----- Texte source -----
N.B : Après Un film pour une fois, j’ai fait Une autre fois pour un film, puis Une fois pour un autre film. J’ai un peu creusé le concept. Quelque part, j’avais peur de filmer des images, ou plutôt je n’en avais pas envie, comme si le tournage était plus intéressant qu’un film que personne n’irait voir. C’est l’excitation du tournage qui me motivait. C’est très ludique, un peu comme les enfants qui jouent en « faisant semblant ». Puis mes tournages ont commencé à se transformer en fête. Le premier tournage que j’ai filmé – littéralement : il s’agissait de filmer le tournage –, c’est Lost Movie (2003). Je l’ai fait alors que j’étais en résidence à La Caserne, une ancienne caserne militaire, à Pontoise, qui a été transformée en résidence d’artistes. Des journées « portes ouvertes » se préparaient. Je me suis dit que j’allais réaliser un film de guerre dans la cour d’honneur et que les visiteurs seraient invités à en être les figurants. Du coup, j’ai écrit un scénario inspiré de la Grande Guerre, des scènes faciles à mettre en place que j’avais vues dans des films ou que j’ai imaginées. Le personnage principal du film, c’était la foule : on devait avoir en permanence une foule à l’image. Comme j’avais peur que les figurants s’ennuient et partent, je les sollicitais en permanence. J’ai fait appel à des amis pour filmer. La caméra principale du film, c’était une Super 8, mais il y en avait d’autres, pour disposer de plusieurs points de vue, car je voulais qu’on ne loupe rien du tournage puisque c’est lui que je filmais, justement. Ça a été très festif, avec un DJ qui passait des disques, du vin en abondance…
C’est un film que j’ai peu montré. Je l’ai projeté aux gens qui y ont participé. Il est aussi passé dans un festival de films de danse. Mais encore une fois, l’essentiel, c’était de tourner !
Ensuite, en 2004, j’ai écrit un projet de performance cinématographique pour obtenir une subvention et ça a marché. J’ai eu un petit financement qui m’a permis de réaliser Plage de cinéma. L’idée première, c’était de faire un film qui commence à marée haute et se termine à marée basse. On a affrété un car pour emmener des figurants sur une plage de la mer du Nord. J’ai choisi un week-end de pleine lune pour avoir une grande marée, et j’ai tout calculé pour que le car arrive à marée haute et reparte à marée basse. On avait deux jours, un samedi et un dimanche. Et il a fait beau, donc beaucoup de promeneurs qui passaient là ont intégré le tournage ! Du coup, c’est devenu un film très peuplé. Il est heureux, plein de vie ! Et puis, la plage, ça fait toujours rêver… C’est le premier film que j’ai montré aux Rencontres Internationales. Il a eu une petite vie, il a pas mal circulé sur internet, il y a eu des projections dans des squats, des bars… Ça m’a vraiment encouragé à en faire d’autres. Mais quelque part, j’étais un peu frustré, car ce n’était pas un film qui parlait de choses importantes, de « vraies » choses. C’était plutôt un « vrai moment ».
-----
## Travail demandé
• A. Affichez toutes les lignes des enregistrements ci-dessous où figure le mot « woman ».
• B. Prolongez le texte ci-dessus sur les tournages filmés en reprenant juste après sa dernière phrase.
----- Enregistrements fournis -----
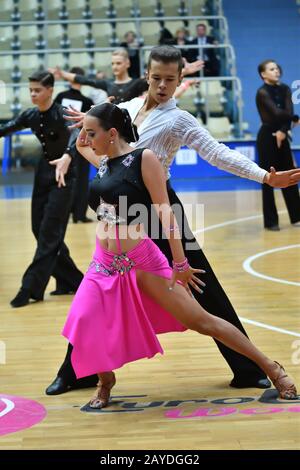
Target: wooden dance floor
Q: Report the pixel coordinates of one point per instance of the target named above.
(180, 400)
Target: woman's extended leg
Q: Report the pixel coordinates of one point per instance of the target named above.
(186, 310)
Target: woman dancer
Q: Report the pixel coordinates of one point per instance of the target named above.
(130, 273)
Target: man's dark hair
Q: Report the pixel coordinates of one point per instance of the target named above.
(166, 55)
(44, 77)
(262, 66)
(77, 70)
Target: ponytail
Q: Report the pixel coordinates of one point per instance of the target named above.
(109, 115)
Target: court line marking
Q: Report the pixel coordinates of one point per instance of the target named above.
(246, 320)
(248, 268)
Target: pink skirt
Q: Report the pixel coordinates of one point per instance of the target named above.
(111, 322)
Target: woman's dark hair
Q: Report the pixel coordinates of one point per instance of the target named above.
(43, 77)
(262, 66)
(109, 115)
(166, 55)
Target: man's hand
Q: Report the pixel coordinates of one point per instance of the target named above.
(74, 115)
(81, 140)
(62, 166)
(280, 136)
(191, 67)
(282, 179)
-----
## Résultats obtenus
• A.
Target: woman's extended leg
Target: woman dancer
Target: woman's dark hair

• B.
Cette même année, j’ai fait une résidence à la Synagogue de Delme, un centre d’art. Je voulais faire un film dur, plus dramatique, qui parle de choses « importantes ». Et j’ai réalisé un film plus « gore », mais toujours assez festif : Fuite. Un peu comme Plage de cinéma, c’est une fiction qui ne raconte aucune histoire, mais avec plein de morceaux de films emboîtés : un film très fragmentaire, presque du VJing. Cette fois, le décor était un petit village avec un lac, des champs. Il y avait une boutique Emmaüs à proximité, avec plein d’imperméables. Du coup, pour rien du tout, j’en ai acheté cent ! J’ai habillé tout le monde avec, comme si c’était le bleu de travail des acteurs : l’imperméable, et en plus un chapeau. Une citation de Jean-Pierre Melville et du film noir américain !
À chaque fois, avec chaque film, je tente d’en finir avec le cinéma, avec mon désir de faire du cinéma. Mais, toujours, de nouvelles idées me rattrapent…
Enrico : Et comment tu t’y prends par rapport à la technique, à la prise de vue et au type d’image ? Du côté du support, est-ce que tu as des préférences prédéfinies ou ça dépend du projet ?
N.B : Pour Fuite comme pour Plage du cinéma, Lost Movie, Portail, La Nuit blanche des morts vivants et La Transhumance fantastique, j’ai travaillé avec plusieurs caméras, mais il y en avait toujours une principale, pour laquelle je storyboardais chaque plan. Je communique beaucoup par le dessin, avec le cadreur. C’est important parce que je ne cadre jamais mes films : je ne veux pas être derrière la caméra, coincé avec des problèmes techniques. Je préfère m’occuper de l’agitation du tournage.
Enrico : Après, tu as présenté ces films dans des festivals ou tu les faisais plutôt pour des expositions ?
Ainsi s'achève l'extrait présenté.